>> begin TASK INPUT

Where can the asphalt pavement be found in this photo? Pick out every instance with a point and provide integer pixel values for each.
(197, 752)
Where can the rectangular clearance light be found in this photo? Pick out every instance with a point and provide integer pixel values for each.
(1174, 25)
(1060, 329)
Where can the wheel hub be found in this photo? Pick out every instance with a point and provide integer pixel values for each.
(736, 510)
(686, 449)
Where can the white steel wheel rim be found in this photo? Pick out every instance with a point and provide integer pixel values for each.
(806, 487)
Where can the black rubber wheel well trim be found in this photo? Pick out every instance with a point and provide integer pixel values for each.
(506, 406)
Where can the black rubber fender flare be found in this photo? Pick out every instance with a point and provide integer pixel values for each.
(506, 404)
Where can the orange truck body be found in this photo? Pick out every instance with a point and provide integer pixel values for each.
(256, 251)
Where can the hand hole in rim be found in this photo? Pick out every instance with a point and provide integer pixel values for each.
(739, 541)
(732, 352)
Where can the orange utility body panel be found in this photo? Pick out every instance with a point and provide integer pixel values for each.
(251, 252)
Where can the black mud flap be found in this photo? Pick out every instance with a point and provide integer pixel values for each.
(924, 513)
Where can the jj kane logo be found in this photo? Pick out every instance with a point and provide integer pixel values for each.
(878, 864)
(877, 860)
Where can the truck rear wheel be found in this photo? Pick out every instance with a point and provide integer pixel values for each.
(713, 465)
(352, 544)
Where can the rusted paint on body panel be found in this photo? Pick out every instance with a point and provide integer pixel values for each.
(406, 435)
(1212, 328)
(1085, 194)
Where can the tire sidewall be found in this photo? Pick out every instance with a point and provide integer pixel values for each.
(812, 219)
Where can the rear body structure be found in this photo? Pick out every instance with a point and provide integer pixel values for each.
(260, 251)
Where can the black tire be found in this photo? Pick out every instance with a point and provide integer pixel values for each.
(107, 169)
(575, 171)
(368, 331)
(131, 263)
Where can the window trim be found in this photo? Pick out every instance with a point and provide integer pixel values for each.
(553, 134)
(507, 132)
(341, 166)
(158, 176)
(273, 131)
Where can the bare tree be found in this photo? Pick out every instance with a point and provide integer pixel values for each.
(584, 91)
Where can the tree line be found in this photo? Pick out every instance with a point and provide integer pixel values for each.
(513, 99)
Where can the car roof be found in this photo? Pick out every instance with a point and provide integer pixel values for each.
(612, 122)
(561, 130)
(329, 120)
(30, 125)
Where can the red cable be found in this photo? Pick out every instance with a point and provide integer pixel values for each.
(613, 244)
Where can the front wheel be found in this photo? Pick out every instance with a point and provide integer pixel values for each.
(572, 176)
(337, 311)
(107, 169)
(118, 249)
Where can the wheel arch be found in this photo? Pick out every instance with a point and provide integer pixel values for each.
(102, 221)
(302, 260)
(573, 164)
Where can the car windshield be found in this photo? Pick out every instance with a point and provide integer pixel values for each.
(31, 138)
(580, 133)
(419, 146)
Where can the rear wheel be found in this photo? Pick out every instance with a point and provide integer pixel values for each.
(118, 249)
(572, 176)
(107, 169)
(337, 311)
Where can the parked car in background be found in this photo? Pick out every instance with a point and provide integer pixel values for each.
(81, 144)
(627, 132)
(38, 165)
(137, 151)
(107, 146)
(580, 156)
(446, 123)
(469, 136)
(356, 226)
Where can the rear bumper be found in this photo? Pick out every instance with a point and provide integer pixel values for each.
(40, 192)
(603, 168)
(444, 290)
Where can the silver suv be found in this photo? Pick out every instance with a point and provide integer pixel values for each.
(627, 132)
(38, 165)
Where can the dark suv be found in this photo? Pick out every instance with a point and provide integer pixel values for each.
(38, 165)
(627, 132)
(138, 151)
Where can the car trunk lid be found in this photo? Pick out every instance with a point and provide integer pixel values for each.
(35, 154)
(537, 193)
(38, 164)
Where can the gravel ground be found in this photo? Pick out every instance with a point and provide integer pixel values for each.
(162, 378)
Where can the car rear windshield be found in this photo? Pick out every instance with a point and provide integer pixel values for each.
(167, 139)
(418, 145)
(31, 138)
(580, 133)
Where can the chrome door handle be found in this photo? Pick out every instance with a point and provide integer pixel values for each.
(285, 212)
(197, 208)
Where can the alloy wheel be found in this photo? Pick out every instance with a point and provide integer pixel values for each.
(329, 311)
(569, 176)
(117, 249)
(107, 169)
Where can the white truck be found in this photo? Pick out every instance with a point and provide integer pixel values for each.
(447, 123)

>> end TASK INPUT

§ **PROBLEM DETAILS**:
Output the data above exactly, please, line for line.

§ **SOLVED EXERCISE**:
Where can the asphalt pavement be found in this photo? Pick out every instance with a point and provide integer pixel values for each.
(197, 752)
Where can the rectangular clearance light be found in this photo? Pick out every instance with a point and provide integer pixel values for each.
(1174, 25)
(1060, 329)
Where can the wheel hub be found in this photo? Pick out every instance with a point and provide integer pixel values for each.
(736, 510)
(686, 449)
Where can the white steel wheel rim be found in this photo? Pick out every instance with a point and provide integer pixel values for each.
(806, 487)
Where can the black rubber wheel well trim be found in this photo? Pick out every instance with a point and provide integer pixel values for each.
(506, 406)
Where can the black rubber fender flare be found in this photo? Pick out every instance with a point and provide integer pixel values for each.
(506, 404)
Where can the orange truck body be found in this photo? Pick out every instance with a point and provide integer pixel values for each.
(256, 251)
Where can the hand hole in rim be found in this photo? Pick out every instance with a point and provide integer pixel values for each.
(739, 541)
(732, 352)
Where can the orange utility body panel be found in this photo? Pick out every instance with a point and provide integer pixel values for each.
(251, 252)
Where can the black mud flap be found in this photo? Pick out every instance with a point and provide integer pixel values for each.
(924, 513)
Where can the jj kane logo be found in this photo? Pick out every instance with a point and provide integer pixel values for each.
(878, 864)
(877, 860)
Where can the truck rear wheel be found in this photo? Pick out every instance with a point and provide integer pixel values for each.
(713, 465)
(352, 544)
Where can the rusted paint on body panel be found in this photo? Pick out every instance with a point and provide integer pixel values for each.
(406, 435)
(1212, 328)
(1085, 194)
Where can the tire sidewall be found in this photo? Pick out every instance with a point and provide integer pixel values for each.
(812, 219)
Where can the rear body structure be found in this photo? Pick out every instance with a point and provide integer pixel values for each.
(260, 251)
Where can the black tire be found in this photo? Pick out every instance with a point and provide integer pixel values for each.
(107, 169)
(575, 171)
(368, 331)
(131, 263)
Where can the window trim be found in this photo? Pick out every instance with a point and provide integer pixel values for each.
(553, 134)
(507, 132)
(341, 166)
(158, 176)
(273, 131)
Where can the bare tree be found in this photo? Pick out every instance with a point and provide integer pixel values for each.
(584, 91)
Where can the tree line be found in this photo? Pick out every instance with a point and provide integer pixel values for each.
(513, 99)
Where can the car roof be found in this photo? Pick out every instance with a point and provide integer pixel values for each.
(612, 122)
(561, 130)
(329, 120)
(30, 125)
Where can the red cable be found in this photo? Pick out every instance with a point and provide integer pixel values for each.
(613, 244)
Where can the front wheel be found in this photo? Pick out every instance with a point and provide integer pixel values for each.
(572, 176)
(337, 311)
(107, 169)
(118, 249)
Where can the wheel arch be found in this photo? Pick out every instance with a point and provide integer pixel values for each.
(102, 221)
(302, 260)
(573, 164)
Where can the car windshield be found in this photo? Pick out every instance with a point and provide integer pixel values for each.
(31, 138)
(580, 133)
(419, 146)
Where can the rear wheel be found in this photo? Pick out every instance with a point and provide integer pixel values for each.
(118, 249)
(572, 176)
(107, 169)
(337, 311)
Where can the parked car in background be found in this photo? Pick out every instance with a point and provide integer pixel values for each.
(81, 144)
(627, 132)
(38, 165)
(137, 151)
(107, 146)
(580, 156)
(446, 123)
(469, 136)
(356, 226)
Where can the rear bumper be found in this photo? Pick out every instance with a point and provide integer pixel values for each.
(40, 192)
(603, 168)
(444, 290)
Where can the silver suv be found in this photo? Pick out every instance with a point and provide integer pixel values for each.
(627, 132)
(38, 165)
Where can the dark suv be found in this photo? Pick out every instance with a point and provide integer pixel values for each.
(38, 165)
(627, 132)
(138, 151)
Where can the car trunk lid be found in this photo? Pick out every instance with a point and provide integer pixel values for each.
(35, 154)
(537, 193)
(38, 164)
Where can the gravel ground be found in this photo? Pick out every instance with a point and provide integer pixel values for each.
(162, 378)
Where can the car rear windshield be found in this photo? Pick out every instance with a point and provide integer pixel values for each.
(167, 139)
(418, 145)
(31, 138)
(580, 133)
Where can the chrome door handle be found in this photo? Pick out every instance with a point and provide integer pixel values for each.
(285, 212)
(197, 208)
Where can the alloy wheel be found in this photo? Pick out every instance with a point and provide integer pixel values for each.
(329, 311)
(569, 176)
(117, 249)
(107, 169)
Where can the white truck be found in this photo? Pick out every instance with a point and provide integer pixel values for each.
(447, 123)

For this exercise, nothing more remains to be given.